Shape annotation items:
————————
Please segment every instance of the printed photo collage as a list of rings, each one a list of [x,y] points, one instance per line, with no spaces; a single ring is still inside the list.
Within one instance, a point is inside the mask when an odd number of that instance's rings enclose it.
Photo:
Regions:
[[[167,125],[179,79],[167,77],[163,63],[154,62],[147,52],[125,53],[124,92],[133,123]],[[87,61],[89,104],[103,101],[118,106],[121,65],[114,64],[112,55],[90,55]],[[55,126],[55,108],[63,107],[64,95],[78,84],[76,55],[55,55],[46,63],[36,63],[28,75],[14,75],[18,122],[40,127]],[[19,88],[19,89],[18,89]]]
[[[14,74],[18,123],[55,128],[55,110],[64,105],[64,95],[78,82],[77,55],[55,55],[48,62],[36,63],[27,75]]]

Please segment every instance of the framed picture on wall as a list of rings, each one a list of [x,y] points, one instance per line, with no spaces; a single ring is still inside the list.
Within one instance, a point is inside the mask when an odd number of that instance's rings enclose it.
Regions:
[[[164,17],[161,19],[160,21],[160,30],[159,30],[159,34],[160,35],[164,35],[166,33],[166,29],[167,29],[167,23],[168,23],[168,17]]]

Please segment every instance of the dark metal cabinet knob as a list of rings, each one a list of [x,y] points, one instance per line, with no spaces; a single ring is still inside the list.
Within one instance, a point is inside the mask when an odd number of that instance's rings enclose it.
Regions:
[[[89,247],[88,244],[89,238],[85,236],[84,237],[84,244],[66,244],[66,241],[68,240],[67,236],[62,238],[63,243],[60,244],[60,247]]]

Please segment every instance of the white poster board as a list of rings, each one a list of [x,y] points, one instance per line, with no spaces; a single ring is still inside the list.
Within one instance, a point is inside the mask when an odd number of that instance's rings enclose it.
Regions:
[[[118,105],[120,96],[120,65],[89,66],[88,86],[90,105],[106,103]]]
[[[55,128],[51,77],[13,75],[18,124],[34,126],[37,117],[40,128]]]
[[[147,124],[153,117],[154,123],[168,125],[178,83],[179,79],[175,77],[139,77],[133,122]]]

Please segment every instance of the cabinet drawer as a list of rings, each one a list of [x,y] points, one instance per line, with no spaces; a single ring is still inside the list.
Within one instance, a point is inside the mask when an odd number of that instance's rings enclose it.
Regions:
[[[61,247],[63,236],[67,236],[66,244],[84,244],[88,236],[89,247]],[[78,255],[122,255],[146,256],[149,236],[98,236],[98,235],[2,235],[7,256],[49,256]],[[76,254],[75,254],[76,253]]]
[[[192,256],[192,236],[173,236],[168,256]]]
————————
● Task prompt
Reproduce the lines starting with the one that contains "Please segment every instance of the framed" and going on through the end of the items, keeping every character unchanged.

● Complete output
Please segment every instance of the framed picture on wall as a list of rings, each one a list of [x,y] points, one instance per line, with no spaces; a single ring is still inside the list.
Within one instance, a point is inside the mask when an odd number of that instance's rings enclose it.
Regions:
[[[164,17],[161,19],[160,21],[160,30],[159,30],[159,34],[160,35],[164,35],[166,33],[166,29],[167,29],[167,23],[168,23],[168,17]]]

Please segment every instance of the dark metal cabinet knob as a list of rings, each one a list of [x,y] points, one instance per line, with no spaces; a single ring is still inside the list.
Within one instance, a point is inside the mask when an odd number of that instance's rings enclose it.
Regions:
[[[89,247],[88,244],[89,238],[85,236],[84,237],[84,244],[66,244],[66,241],[68,240],[67,236],[62,238],[63,243],[60,244],[60,247]]]

Please segment every instance of the white poster board as a list of rings, each one a list of [x,y] points, one instance per line, with no spaces; a single ring is still inside the list.
Within one instance, a point is inside the mask when an odd number of that instance's rings enclose it.
Regions:
[[[118,105],[120,96],[120,65],[89,66],[88,86],[90,105],[106,103]]]
[[[55,128],[51,77],[13,75],[18,124],[34,126],[37,117],[40,128]]]
[[[147,124],[153,117],[154,123],[168,125],[178,83],[179,79],[175,77],[139,77],[133,122]]]

Please segment every instance of the cabinet drawer as a list of rings, each one a list of [x,y] points, one instance per line, with no spaces; a single ring is still inside the list.
Within one instance, a point is inside the mask when an odd number of that instance's rings enclose it.
Regions:
[[[61,247],[63,236],[67,236],[66,244],[84,244],[88,236],[89,247]],[[78,255],[122,255],[146,256],[149,236],[98,236],[98,235],[2,235],[7,256],[49,256]],[[76,254],[75,254],[76,253]]]
[[[192,256],[192,236],[173,236],[168,256]]]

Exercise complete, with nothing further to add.